▶ [Written task]: Find every line in the items below that contains the word "titles", and copy each of those lines. Case counts.

▶ [Given entries]:
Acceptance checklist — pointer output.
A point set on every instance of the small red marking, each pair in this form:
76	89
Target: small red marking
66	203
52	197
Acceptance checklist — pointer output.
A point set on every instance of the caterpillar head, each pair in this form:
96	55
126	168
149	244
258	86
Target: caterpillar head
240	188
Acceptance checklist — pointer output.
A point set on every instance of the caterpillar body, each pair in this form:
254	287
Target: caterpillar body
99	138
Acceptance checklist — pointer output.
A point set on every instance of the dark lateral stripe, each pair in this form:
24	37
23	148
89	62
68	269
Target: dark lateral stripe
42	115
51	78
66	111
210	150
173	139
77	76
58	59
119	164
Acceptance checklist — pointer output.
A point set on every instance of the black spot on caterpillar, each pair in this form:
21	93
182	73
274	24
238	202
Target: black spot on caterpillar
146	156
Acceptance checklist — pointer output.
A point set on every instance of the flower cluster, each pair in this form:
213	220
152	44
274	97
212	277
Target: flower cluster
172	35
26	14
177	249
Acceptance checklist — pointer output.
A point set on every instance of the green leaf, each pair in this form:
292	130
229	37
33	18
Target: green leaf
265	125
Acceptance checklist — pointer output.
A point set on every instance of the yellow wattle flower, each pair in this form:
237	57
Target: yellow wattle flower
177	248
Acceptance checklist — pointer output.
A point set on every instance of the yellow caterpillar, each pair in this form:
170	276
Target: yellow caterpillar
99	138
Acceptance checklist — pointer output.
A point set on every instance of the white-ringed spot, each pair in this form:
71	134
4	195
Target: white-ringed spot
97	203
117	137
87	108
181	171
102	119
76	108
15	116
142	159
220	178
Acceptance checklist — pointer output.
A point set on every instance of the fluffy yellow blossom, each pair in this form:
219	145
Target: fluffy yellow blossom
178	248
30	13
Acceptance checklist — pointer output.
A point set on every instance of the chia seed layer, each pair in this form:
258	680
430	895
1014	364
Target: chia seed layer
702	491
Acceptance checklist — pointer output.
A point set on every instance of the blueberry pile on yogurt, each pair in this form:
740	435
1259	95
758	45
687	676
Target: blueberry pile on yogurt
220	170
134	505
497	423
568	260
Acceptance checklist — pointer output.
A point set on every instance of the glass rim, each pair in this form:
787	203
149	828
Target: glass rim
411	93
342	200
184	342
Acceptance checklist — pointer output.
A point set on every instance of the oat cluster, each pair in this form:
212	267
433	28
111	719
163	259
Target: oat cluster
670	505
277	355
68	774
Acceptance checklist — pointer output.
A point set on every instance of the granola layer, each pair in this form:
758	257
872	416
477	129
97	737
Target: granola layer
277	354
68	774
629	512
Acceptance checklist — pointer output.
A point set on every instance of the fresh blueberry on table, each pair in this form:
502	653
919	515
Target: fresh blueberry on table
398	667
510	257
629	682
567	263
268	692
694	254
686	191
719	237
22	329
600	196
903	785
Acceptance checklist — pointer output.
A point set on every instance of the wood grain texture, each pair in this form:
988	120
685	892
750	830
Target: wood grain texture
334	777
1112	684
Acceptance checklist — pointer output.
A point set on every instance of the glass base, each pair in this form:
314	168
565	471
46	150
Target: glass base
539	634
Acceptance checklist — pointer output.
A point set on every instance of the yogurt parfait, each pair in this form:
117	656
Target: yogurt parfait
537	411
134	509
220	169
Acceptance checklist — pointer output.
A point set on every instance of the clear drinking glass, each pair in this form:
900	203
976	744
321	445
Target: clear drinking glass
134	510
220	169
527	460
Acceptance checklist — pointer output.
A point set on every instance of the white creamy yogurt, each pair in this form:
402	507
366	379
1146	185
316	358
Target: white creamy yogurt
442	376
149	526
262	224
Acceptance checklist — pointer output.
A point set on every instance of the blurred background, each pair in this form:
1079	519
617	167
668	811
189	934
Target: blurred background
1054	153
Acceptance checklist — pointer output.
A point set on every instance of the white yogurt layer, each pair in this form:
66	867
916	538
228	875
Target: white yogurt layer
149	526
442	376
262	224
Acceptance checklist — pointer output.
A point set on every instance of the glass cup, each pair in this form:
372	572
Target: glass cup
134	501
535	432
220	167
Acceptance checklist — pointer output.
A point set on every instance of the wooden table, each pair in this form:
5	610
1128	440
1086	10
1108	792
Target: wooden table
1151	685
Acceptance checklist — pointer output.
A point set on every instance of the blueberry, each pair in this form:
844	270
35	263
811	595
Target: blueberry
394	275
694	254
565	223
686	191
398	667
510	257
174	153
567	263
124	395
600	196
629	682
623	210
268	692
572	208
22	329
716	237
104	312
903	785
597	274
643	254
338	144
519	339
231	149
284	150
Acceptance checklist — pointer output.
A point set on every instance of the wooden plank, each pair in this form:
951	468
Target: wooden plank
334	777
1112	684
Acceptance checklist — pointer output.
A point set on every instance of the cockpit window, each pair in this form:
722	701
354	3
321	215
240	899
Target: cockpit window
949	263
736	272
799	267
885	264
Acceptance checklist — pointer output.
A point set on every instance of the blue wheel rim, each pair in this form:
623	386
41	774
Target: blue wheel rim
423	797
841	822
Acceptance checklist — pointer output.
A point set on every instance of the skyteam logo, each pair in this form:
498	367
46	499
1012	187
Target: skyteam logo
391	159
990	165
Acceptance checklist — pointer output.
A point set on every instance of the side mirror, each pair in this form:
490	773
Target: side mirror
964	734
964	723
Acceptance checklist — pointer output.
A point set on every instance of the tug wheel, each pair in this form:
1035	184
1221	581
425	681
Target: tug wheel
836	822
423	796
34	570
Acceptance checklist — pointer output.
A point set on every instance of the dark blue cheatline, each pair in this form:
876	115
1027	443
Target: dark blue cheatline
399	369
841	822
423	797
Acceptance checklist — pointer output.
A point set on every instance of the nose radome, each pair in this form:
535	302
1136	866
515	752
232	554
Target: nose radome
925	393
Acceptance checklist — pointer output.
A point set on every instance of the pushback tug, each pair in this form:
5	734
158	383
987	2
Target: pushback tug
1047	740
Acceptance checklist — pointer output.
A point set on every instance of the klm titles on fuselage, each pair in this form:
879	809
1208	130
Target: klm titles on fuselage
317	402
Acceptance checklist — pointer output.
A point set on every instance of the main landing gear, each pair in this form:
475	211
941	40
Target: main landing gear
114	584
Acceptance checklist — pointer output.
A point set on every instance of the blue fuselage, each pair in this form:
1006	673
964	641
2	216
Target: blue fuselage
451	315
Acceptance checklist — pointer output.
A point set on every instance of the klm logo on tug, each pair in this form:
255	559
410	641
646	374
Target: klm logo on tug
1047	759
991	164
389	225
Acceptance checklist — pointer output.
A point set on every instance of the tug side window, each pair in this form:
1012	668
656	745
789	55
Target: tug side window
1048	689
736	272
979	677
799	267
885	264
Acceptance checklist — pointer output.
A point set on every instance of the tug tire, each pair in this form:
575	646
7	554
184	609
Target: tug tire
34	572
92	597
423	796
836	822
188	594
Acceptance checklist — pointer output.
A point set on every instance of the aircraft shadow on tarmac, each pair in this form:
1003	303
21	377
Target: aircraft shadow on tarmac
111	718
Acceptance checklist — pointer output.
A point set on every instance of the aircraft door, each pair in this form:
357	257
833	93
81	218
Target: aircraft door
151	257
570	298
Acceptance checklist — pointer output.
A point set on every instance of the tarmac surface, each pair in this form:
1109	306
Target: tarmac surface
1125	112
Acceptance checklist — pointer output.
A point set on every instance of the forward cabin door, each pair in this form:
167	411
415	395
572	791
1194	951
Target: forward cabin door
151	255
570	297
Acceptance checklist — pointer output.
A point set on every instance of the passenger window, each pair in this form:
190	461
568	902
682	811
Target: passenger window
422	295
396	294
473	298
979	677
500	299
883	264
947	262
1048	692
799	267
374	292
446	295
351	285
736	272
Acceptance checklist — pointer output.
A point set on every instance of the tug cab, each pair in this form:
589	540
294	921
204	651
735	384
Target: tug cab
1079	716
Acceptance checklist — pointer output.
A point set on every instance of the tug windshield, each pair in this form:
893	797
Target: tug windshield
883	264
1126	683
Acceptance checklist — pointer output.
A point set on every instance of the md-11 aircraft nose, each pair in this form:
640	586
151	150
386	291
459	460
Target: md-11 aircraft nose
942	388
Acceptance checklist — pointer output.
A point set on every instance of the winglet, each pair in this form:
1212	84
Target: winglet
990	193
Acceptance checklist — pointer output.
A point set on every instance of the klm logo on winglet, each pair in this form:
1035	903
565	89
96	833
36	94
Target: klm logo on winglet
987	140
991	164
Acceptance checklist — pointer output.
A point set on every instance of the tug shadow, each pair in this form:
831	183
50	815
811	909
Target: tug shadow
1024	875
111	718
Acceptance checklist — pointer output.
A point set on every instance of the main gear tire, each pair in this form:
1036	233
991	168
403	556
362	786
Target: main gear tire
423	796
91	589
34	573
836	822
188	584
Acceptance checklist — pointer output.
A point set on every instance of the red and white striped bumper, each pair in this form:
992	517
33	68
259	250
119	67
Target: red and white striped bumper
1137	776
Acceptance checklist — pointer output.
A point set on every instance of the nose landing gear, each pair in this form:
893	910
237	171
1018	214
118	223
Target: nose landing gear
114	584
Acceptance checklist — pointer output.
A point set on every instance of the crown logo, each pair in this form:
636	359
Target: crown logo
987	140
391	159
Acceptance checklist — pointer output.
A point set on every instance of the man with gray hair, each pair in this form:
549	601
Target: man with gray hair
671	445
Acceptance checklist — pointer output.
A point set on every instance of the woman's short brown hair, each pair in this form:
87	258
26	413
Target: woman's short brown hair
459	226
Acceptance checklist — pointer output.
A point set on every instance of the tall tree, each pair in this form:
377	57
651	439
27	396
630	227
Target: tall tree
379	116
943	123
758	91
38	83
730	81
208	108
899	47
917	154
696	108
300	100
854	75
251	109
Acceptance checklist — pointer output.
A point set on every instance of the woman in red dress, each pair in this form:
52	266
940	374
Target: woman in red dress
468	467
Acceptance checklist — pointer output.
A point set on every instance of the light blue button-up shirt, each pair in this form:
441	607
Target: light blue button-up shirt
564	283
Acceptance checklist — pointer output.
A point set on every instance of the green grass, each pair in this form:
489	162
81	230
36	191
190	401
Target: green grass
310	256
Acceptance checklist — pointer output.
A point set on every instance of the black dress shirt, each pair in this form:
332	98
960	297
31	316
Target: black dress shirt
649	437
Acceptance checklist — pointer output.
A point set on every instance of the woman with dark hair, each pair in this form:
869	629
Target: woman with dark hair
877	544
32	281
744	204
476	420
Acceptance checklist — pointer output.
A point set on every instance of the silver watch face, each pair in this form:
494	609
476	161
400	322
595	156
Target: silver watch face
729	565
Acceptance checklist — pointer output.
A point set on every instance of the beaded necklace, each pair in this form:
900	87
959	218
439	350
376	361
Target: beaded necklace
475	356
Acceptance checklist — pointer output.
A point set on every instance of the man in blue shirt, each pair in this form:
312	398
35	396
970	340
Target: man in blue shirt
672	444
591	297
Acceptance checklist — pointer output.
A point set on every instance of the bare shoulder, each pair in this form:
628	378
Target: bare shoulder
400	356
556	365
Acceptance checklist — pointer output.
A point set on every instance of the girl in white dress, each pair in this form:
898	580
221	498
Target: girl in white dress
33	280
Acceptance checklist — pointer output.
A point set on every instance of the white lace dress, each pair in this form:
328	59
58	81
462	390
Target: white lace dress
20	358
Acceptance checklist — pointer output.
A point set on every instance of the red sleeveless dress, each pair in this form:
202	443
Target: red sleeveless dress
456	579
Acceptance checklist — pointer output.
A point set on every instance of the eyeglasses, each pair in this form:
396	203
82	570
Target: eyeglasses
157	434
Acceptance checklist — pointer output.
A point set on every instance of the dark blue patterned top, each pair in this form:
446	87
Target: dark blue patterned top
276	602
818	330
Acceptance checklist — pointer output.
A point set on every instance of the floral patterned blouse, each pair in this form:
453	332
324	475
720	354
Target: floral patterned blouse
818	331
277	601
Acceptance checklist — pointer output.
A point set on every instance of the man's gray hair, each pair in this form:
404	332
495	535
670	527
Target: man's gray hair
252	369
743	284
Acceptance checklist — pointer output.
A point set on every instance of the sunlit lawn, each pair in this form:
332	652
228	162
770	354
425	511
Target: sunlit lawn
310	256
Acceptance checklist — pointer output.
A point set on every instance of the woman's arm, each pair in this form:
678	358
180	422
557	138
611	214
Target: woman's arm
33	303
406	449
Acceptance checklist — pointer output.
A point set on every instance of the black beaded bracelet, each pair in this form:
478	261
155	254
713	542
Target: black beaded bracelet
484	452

▶ [Response]:
A point set on every instance of the klm titles on fuselage, each pair in this form:
Target: klm titles on fuselage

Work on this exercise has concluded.